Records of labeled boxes
--- start ---

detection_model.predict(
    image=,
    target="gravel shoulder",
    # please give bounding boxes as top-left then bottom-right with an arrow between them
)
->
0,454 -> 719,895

--- end ---
--- start ---

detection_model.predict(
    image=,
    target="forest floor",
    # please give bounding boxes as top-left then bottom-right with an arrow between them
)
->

--- end ---

= PROBLEM TO SOLVE =
How many lines in the items above contain the string "target"? Reply with the number only.

= ANSWER TO THE EXERCISE =
2